*** DATASET Section Begins ***

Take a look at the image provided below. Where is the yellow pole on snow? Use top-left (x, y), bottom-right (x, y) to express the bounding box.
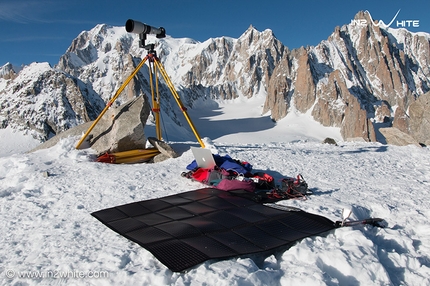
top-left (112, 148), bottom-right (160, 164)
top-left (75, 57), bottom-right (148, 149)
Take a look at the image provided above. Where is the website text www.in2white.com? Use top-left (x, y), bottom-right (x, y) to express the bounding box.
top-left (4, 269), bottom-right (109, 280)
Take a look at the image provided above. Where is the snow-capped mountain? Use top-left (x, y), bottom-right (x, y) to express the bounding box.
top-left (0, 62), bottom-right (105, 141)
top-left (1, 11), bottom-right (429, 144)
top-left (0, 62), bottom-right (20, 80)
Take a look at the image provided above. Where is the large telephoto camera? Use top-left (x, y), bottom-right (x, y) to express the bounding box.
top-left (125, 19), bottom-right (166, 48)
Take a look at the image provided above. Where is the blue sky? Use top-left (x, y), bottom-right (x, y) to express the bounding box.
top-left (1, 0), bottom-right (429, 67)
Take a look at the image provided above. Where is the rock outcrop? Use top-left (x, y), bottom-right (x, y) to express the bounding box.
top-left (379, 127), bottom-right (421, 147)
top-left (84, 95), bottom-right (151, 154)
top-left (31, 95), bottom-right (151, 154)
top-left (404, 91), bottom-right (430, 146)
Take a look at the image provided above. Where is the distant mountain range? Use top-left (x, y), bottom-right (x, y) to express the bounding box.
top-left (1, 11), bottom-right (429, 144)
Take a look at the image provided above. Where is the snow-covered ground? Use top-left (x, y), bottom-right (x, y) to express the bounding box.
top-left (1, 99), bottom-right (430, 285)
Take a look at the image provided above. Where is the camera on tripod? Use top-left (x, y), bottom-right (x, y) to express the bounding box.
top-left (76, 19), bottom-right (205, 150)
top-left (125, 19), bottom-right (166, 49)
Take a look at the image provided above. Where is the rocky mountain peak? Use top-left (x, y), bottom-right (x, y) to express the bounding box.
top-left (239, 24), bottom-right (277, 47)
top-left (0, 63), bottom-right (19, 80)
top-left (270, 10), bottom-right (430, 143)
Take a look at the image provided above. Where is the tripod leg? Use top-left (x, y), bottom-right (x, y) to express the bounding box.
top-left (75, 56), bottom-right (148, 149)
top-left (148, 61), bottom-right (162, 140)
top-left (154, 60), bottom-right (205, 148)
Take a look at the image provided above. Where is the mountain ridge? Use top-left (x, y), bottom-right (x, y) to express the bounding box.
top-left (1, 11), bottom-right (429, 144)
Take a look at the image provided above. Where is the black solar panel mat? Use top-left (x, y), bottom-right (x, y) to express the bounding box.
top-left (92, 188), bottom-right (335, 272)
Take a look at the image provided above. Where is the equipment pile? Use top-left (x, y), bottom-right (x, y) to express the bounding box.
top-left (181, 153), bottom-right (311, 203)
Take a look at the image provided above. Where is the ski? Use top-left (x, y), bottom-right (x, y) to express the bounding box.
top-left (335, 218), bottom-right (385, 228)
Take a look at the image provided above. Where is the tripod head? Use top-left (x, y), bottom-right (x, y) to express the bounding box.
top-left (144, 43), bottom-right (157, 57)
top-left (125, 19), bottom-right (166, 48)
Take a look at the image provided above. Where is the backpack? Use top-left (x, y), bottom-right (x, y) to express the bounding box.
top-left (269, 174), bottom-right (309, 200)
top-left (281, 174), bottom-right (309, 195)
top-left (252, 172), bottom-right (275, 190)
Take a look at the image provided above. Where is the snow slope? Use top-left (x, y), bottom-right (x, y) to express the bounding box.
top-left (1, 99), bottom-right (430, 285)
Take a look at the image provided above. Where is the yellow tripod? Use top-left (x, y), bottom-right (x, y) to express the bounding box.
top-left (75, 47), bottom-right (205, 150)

*** DATASET Section Ends ***

**WHAT THE EXERCISE ASKS:**
Output must be limited to the lines beginning with the one that contains "the snow slope?" and ending with the last line of the entries, reproduced exactly.

**TASK ANSWER:**
Take a look at the image provided above. Where is the snow slope? Use top-left (x, y), bottom-right (x, y) to express the bounding box.
top-left (1, 99), bottom-right (430, 285)
Take a look at the image provided above. Where is the yellow tripod? Use top-left (x, y), bottom-right (x, y) to express the bounding box.
top-left (75, 47), bottom-right (205, 150)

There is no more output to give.